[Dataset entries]
###
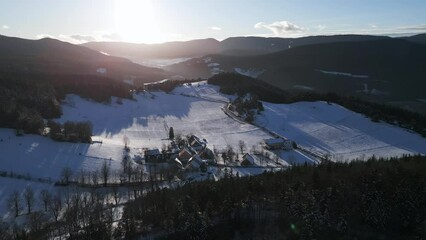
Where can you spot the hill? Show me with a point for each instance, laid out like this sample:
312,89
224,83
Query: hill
234,46
50,56
384,70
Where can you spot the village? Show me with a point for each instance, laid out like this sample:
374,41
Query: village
185,156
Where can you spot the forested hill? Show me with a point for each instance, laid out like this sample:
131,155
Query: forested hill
376,199
50,56
36,74
384,70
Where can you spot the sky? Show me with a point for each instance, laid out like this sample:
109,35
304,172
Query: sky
156,21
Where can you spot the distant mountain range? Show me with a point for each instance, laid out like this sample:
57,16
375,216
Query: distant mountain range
234,46
371,67
377,68
51,56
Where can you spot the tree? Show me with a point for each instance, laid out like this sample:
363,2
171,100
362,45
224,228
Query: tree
55,206
46,197
14,202
95,177
105,172
66,175
171,133
242,146
116,194
29,198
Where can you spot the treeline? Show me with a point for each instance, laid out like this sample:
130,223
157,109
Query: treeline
27,99
376,199
168,85
70,131
233,83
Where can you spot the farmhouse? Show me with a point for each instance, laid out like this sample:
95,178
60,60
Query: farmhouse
153,156
184,155
274,143
196,143
248,160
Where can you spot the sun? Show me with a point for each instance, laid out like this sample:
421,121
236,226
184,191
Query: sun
136,21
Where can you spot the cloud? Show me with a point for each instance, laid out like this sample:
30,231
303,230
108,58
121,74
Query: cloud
416,28
321,27
82,38
280,28
43,35
110,37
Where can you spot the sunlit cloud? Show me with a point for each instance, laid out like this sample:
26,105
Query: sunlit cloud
83,38
321,27
43,35
280,28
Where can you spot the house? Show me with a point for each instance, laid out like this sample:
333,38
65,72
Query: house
248,160
288,145
196,143
153,156
274,143
184,155
195,163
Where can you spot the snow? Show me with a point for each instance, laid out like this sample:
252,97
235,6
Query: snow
303,87
254,73
8,185
145,121
129,82
101,70
343,74
344,135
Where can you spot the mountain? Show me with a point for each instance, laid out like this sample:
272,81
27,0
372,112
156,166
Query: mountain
234,46
50,56
419,38
169,50
388,69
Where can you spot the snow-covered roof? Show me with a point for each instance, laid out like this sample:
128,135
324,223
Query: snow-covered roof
250,158
273,141
152,152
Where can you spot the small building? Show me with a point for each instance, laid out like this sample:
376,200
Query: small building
288,145
248,160
274,143
196,143
195,163
153,156
184,155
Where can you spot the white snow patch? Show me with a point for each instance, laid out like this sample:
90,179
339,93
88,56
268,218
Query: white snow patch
303,87
104,53
254,73
101,70
129,81
343,74
332,129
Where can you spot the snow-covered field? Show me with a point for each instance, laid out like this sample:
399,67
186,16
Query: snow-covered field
196,108
145,121
344,135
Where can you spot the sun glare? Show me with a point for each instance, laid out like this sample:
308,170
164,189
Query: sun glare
136,21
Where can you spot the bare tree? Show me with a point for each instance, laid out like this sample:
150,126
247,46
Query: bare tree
242,146
46,197
105,172
116,194
55,206
29,198
95,177
14,202
66,175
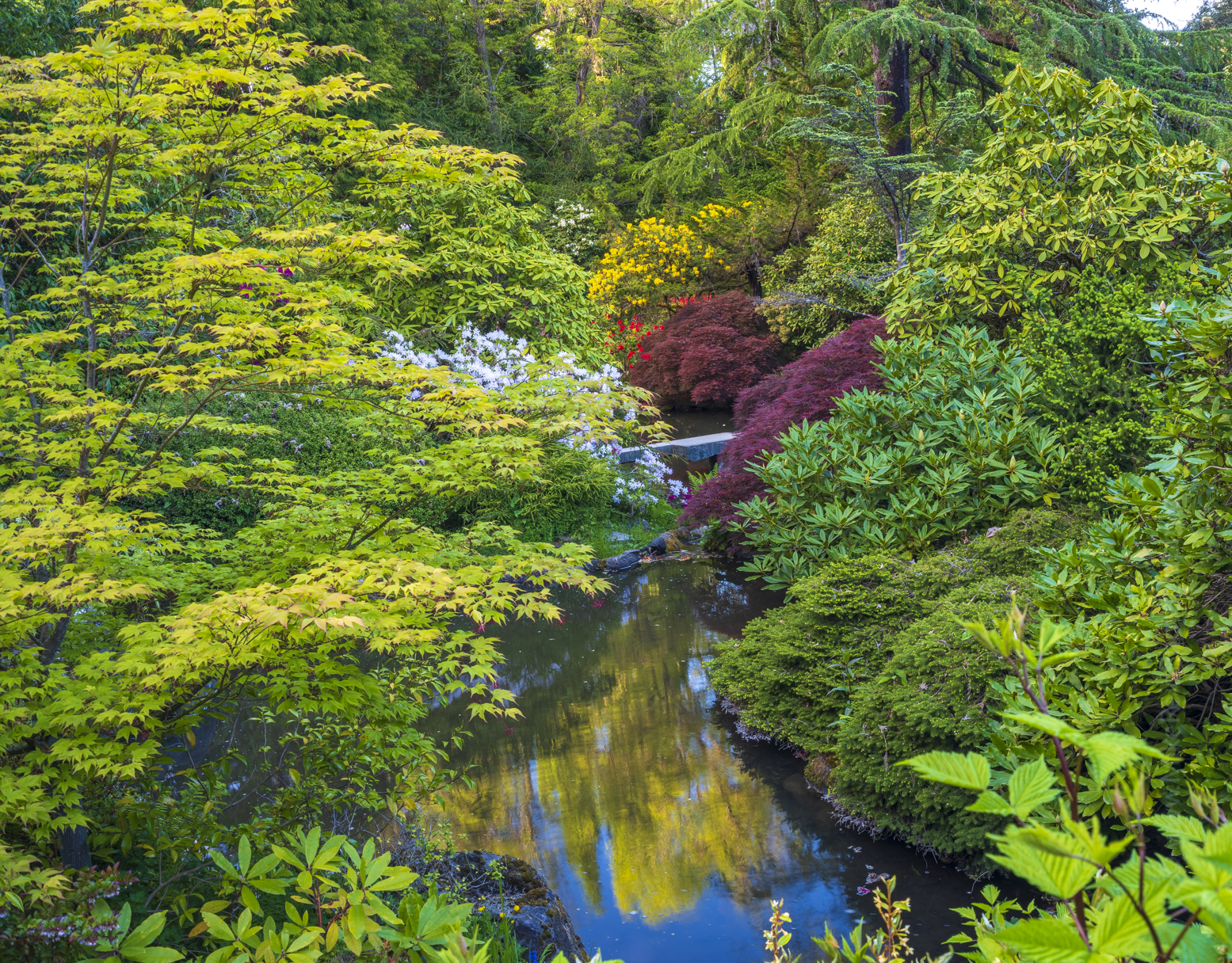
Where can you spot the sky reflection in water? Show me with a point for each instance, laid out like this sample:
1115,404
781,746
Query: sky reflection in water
663,832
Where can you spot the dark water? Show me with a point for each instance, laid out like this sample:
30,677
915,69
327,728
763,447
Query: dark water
692,424
663,832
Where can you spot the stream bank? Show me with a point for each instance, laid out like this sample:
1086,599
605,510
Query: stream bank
625,785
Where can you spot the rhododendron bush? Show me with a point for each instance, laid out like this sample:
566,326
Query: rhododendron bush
708,354
495,361
805,390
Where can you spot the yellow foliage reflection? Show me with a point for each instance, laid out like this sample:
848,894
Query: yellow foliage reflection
620,770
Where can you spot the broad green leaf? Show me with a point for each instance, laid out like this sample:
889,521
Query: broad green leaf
1045,940
1118,930
1185,828
152,954
1030,787
147,932
990,802
1055,874
967,771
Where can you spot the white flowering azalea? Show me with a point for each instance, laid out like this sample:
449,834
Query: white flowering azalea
494,361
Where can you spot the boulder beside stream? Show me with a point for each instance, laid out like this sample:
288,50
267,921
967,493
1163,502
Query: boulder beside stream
542,923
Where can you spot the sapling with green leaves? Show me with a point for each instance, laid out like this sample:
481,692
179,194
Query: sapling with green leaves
1116,900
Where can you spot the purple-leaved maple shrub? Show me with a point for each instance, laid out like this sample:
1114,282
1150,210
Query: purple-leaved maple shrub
806,388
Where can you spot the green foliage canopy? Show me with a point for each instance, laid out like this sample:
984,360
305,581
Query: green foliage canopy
1074,177
948,447
174,185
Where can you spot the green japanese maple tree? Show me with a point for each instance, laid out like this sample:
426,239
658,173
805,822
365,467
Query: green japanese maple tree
173,232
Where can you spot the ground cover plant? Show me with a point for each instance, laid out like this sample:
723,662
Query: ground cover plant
706,354
803,390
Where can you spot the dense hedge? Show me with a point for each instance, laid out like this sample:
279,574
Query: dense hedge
875,641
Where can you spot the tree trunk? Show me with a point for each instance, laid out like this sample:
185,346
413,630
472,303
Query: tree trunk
75,849
594,20
899,88
481,40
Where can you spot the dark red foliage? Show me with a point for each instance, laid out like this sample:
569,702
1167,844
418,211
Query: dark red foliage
803,390
706,354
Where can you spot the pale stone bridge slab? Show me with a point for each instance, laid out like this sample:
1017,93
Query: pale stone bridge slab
692,450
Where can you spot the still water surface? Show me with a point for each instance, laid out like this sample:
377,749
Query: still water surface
664,832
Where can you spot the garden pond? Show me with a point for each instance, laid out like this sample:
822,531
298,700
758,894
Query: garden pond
664,832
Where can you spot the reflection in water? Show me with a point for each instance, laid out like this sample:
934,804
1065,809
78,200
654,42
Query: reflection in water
662,830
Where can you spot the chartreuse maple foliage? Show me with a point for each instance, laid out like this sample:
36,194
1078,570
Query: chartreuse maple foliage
1074,177
170,197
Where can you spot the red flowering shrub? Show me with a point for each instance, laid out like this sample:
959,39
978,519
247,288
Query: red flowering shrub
708,354
803,390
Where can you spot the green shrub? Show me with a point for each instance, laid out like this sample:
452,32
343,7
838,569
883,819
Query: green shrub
1094,366
819,290
791,672
949,447
794,672
933,694
574,486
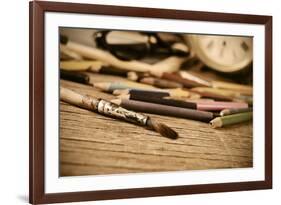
###
Work instruction:
The result should be all the records, retyped exactly, with no pictures among them.

Final answer:
Where can you spot the hill? Show me with a point for each instance, laid out like this sample:
312,89
224,83
Query: hill
234,46
50,56
384,70
Where can you spot the village? Show me with a point for each instance, laid out like this sample:
374,41
Query: village
185,156
Where can you spot the forested hill? Show me with a point for each instance, laid out like this sample:
131,155
Query: forested hill
376,199
50,56
36,74
384,70
Where can you spot the sky? Show me with a point for each instance, laid out like this sample:
109,35
304,172
Query: sky
156,21
Where can you spot the distant mountain range? Show me with a point for each instance, laid out like this sample:
57,16
375,216
Query: distant mountain range
234,46
371,67
377,68
51,56
Where can you spot the tree? Show me with a point for each instance, laid out like this sample:
363,2
171,100
362,45
224,228
Query: tree
55,206
46,197
14,202
95,177
105,172
66,175
171,133
242,146
116,194
29,198
Where can you spot the treeline? Show me with a point for each instance, laid out like this sample:
130,223
157,109
Query: treeline
27,99
376,199
168,85
70,131
233,83
Where can you spot the farmhouse? Show me with a point for each instance, laid out like this sample:
95,178
60,60
Query: farmhouse
153,156
184,155
274,143
196,143
248,160
Where can you spot the sun? Show me with a point for each instance, laid out like this sample:
421,121
236,226
184,191
Query: sun
136,21
Where can you spot the cloud? Show me with a point for each instance, laid out like this sample:
30,231
303,230
108,58
121,74
Query: cloud
416,28
321,27
82,38
280,28
43,35
110,37
Where can you spot the sunlit cloud? Show me with a point for each instance, laid out like this sample:
26,105
Query: sunlit cloud
83,38
321,27
43,35
280,28
Where can you spot the house? Show me with a point for each instance, laid out like this sample:
333,38
65,72
Query: house
248,160
288,145
196,143
153,156
274,143
184,155
195,163
Where can you spot the snow? Show me with a point for each instance, laid out like this sample:
252,97
235,6
Query: snow
303,87
254,73
8,185
145,121
129,82
101,70
343,74
344,135
Where can you spot the mountain? Show me with a point for each instance, laid out like this sample:
272,81
27,0
372,112
156,166
Query: mountain
234,46
50,56
419,38
169,50
388,69
Where can you spot the snow-covered roof? Show me with a point for each instance, laid out like this sample:
128,135
324,223
Query: snow-covered roof
250,158
273,141
152,152
Where can you spot the small building? Show me with a point for each instance, laid out like this sample:
376,200
Query: small building
288,145
248,160
274,143
196,143
195,163
153,156
184,155
Where can you spot the white snow patch? Show me with a point for each instance, laid out like this sample:
90,179
339,93
88,56
268,218
Query: white snow patch
303,87
104,53
254,73
101,70
129,81
343,74
332,129
Where can you spot the snow-covered field? Show me with a point for each instance, laid out like this sample:
399,67
186,16
Query: snow-covered field
196,108
145,121
344,135
Where can you spot the sun glare? Show me with a point for each instance, laid out like this sample:
308,170
164,189
Query: sun glare
136,21
Where can you spot the bare tree? Show me with a point for each instance, laid out like this sample:
150,126
247,46
Query: bare tree
242,146
46,197
105,172
116,194
55,206
29,198
95,177
14,202
66,175
Where can you spot the sky reflection in water? Show me with a point for each instance, laid out like this sample:
1115,404
781,746
Query: sky reflection in water
663,832
Where can you spot the dark water? Show me with a point for each instance, laid out like this sample:
30,677
915,69
327,728
763,447
Query: dark water
692,424
663,832
Where can you spot the stream bank? Show me with a point for each instance, laid out like this sample:
1086,599
605,510
Query: stream bank
625,785
Where can you spot the rhododendron bush? Show me with a point for each instance, laid out like this sample:
566,326
Query: rhododendron bush
708,354
495,361
805,390
Where can you spot the yellow foliage reflection? Show me with a point for each instance, laid out like this sample:
848,894
Query: yellow foliage reflection
620,770
Where can you spot the broad green leaf? Show me with a point for each instance, laid out like this sample:
889,521
Query: broad green leaf
1045,940
1118,930
1185,828
152,954
1030,787
147,932
990,802
1055,874
967,771
Where can you spot the white flowering azalea? Show me with a point for each instance, laid out like this sample:
449,834
Query: white flowering azalea
494,361
Where can you spot the boulder beside stream? Show me with a point for each instance, laid out like this sample:
288,50
267,921
967,493
1163,502
Query: boulder beside stream
542,923
Where can you spot the sapling with green leaves? Show me with a point for each instance, laid out like this sample:
481,692
179,194
Query: sapling with green leaves
1116,900
Where can you spot the purple-leaved maple shrub? Show me with a point for each instance, laid out like this sample:
1114,282
1150,210
Query: purple-leaved maple shrub
806,388
Where can you spot the green foliage canopy? Show me with a point for each instance, laid out like this sample:
984,360
305,581
Query: green foliage canopy
1074,177
948,447
174,185
Where can you spot the green japanese maple tree? Show me with a point for each instance, laid out like this sample:
426,239
658,173
805,822
365,467
Query: green japanese maple tree
173,232
Where can you spot the ground cover plant? Show me with a point for each instance, laid out like this sample:
723,662
Query: ground cover plant
706,354
803,390
Where can you spot the dense hedge? Show me with a point for each instance, laid out like this sample:
279,574
Query: dense hedge
875,641
Where can you spot the tree trunk? Show me with a point for each instance, laid out like this sample:
185,346
413,630
472,303
Query: tree trunk
75,849
594,20
899,88
481,40
Where can you spot the dark red foliage? Show me with a point for each instance, laid out like this sample:
569,702
1167,844
418,211
Query: dark red foliage
803,390
706,354
Where can you spot the pale stone bridge slab? Show me with a point for each instance, laid out like this sample:
1017,93
Query: pale stone bridge slab
692,450
Where can you spot the still water surface? Show me with a point for each instance, laid out like this sample:
377,749
Query: still water surface
664,832
Where can you spot the garden pond? Show me with a point for each instance, laid out like this sample:
822,531
298,700
758,894
Query: garden pond
664,832
Where can you spot the reflection in water? Show me with a point for each instance, laid out like this sample:
934,804
1065,809
78,200
654,42
Query: reflection in water
662,830
Where can you spot the chartreuse maple foliage? Show me with a point for each instance, laid out like this sample:
36,194
1078,570
Query: chartreuse maple foliage
1074,177
170,197
Where can you spot the red flowering shrub? Show me with a point for each instance, laid out like this sample:
959,39
978,519
247,288
Query: red flowering shrub
708,354
803,390
Where can you spot the green shrub? Show me with a point for each instance, laid out like this sample:
452,32
343,7
838,569
883,819
Query: green shrub
1094,366
819,290
791,672
949,447
794,672
933,694
574,486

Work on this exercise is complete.